Passage to read =>
Caine prize winner announced

Michelle Pauli
Tuesday July 20, 2004

This year's 'African Booker' has been won by Brian Chikwava from Zimbabwe,
it was announced today. He is the first writer from the country to receive
the award.
The Caine Prize for African Writing, which is worth $15,000 (9,000), is
awarded to a short story published in English by an African writer whose
work has reflected African sensibilities.

Chikwava's story, Seventh Street Alchemy, was praised by the judges'
chairman, Alvaro Ribeiro, as "a triumph for the long tradition of Zimbabwean
writing in the face of Zimbabwe's uncertain future."

He added that the story was marked out by "a very strong narrative in which
Brian Chikwava of Zimbabwe claims the English language as his own."

The 32-year-old writer and musician was born in Bulawayo but grew up in
Harare, where he performed regularly at the Book Cafe's poetry evenings and
discussions. He studied at Bristol University and currently lives in south
London.

Chikwava said he was very pleased but also surprised at his win. "I'm in
shock," he said. "A few months ago it was not something I had in my blood at
all. My head is spinning - it's very exciting." He added that he is planning
to consolidate on his Caine success and is working on a novella, Bubble
Wrapping Artificial Shit, and a blues album, Jacaranda Skits.

The other writers on the shortlist were Doreen Baingana (Uganda) for Hunger,
Parselelo Kantai (Kenya) for The Story of Comrade Lemma and the Black
Jerusalem Boys Band, Monica Arac de Nyeko (Uganda) for Strange Fruit and
Chika Unigwe (Nigeria) for The Secret.

The prize judges included Nigerian playwright Biyi Bandele and
Booker-winning novelist Bernice Rubens. The four African winners of the
Nobel prize for literature - Wole Soyinka, Nadine Gordimer, Naguib Mahfouz
and JM Coetzee - are patrons of the prize.
Last year's Caine prize winner was Yvonne Adhiambo Owuor from Kenya. Her
winning story was published in Kwani?, Kenya's only literary magazine, which
was set up by Binyavanga Wainaina, winner of the Caine prize in 2002.

What to do =>
Copy the part of the Caine Prize article starting at "He added that the" and ending at "album, Jacaranda Skits.", renaming "Harare" to "the city". The records that come next have no connection to the Caine Prize article.

Material shown =>

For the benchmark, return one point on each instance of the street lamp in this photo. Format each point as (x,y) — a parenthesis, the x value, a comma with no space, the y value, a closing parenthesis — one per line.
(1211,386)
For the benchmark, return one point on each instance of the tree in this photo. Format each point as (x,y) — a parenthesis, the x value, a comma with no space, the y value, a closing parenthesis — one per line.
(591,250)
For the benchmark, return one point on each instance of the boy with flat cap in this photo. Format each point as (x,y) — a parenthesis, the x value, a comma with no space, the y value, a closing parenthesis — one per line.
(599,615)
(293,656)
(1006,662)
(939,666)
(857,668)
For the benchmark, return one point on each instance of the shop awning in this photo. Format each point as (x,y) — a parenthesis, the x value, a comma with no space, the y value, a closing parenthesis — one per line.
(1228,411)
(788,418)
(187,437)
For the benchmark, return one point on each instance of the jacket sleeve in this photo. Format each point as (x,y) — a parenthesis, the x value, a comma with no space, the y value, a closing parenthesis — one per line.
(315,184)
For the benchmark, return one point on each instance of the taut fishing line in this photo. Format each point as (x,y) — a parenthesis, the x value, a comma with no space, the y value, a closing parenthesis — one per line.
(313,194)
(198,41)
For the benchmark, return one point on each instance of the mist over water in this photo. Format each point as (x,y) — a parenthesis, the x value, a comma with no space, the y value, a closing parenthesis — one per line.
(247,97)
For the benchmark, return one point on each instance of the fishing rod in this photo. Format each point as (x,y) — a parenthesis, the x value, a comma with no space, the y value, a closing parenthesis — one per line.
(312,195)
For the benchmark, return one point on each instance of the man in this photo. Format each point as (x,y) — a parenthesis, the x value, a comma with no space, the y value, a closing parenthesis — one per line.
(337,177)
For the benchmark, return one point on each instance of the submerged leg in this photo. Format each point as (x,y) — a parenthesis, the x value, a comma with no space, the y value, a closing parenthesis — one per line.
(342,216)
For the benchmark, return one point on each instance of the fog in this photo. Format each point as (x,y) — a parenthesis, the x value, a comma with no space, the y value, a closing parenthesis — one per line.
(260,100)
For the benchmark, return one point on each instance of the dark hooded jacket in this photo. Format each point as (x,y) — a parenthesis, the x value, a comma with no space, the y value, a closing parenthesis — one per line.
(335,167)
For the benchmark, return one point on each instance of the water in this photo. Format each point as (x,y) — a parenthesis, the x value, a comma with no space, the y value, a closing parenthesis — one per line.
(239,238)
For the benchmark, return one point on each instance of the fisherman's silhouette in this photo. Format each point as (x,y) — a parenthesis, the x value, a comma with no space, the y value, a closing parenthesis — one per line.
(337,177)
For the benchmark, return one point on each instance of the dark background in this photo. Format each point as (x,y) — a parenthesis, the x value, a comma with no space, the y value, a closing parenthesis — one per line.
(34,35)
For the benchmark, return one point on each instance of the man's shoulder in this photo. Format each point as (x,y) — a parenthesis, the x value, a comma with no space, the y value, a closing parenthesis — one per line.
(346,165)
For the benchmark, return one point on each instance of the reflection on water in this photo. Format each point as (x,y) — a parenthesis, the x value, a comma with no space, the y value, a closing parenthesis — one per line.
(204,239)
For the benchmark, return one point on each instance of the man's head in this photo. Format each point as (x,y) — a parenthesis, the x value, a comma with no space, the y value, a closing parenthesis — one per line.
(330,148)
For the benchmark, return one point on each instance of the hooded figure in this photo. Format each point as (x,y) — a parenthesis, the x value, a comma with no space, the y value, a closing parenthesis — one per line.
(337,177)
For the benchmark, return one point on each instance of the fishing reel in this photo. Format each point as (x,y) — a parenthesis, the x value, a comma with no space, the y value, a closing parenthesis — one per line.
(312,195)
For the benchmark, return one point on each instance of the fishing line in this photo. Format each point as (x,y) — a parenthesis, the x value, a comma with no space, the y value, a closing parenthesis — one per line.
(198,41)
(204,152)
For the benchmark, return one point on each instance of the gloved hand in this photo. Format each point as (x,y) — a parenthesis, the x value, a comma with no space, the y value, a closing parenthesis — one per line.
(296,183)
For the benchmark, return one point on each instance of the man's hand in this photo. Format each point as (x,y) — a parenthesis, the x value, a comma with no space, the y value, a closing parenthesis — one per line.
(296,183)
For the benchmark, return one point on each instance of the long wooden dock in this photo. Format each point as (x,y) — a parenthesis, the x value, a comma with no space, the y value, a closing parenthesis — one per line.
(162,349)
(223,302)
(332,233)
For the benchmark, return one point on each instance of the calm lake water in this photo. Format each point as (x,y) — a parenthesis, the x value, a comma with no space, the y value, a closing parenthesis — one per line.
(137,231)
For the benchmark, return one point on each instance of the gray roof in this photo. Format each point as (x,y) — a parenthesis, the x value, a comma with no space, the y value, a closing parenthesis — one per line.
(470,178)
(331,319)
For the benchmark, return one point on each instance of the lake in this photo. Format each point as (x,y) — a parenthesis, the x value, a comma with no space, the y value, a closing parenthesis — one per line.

Exercise response =>
He added that the story was marked out by "a very strong narrative in which
Brian Chikwava of Zimbabwe claims the English language as his own."

The 32-year-old writer and musician was born in Bulawayo but grew up in
the city, where he performed regularly at the Book Cafe's poetry evenings and
discussions. He studied at Bristol University and currently lives in south
London.

Chikwava said he was very pleased but also surprised at his win. "I'm in
shock," he said. "A few months ago it was not something I had in my blood at
all. My head is spinning - it's very exciting." He added that he is planning
to consolidate on his Caine success and is working on a novella, Bubble
Wrapping Artificial Shit, and a blues album, Jacaranda Skits.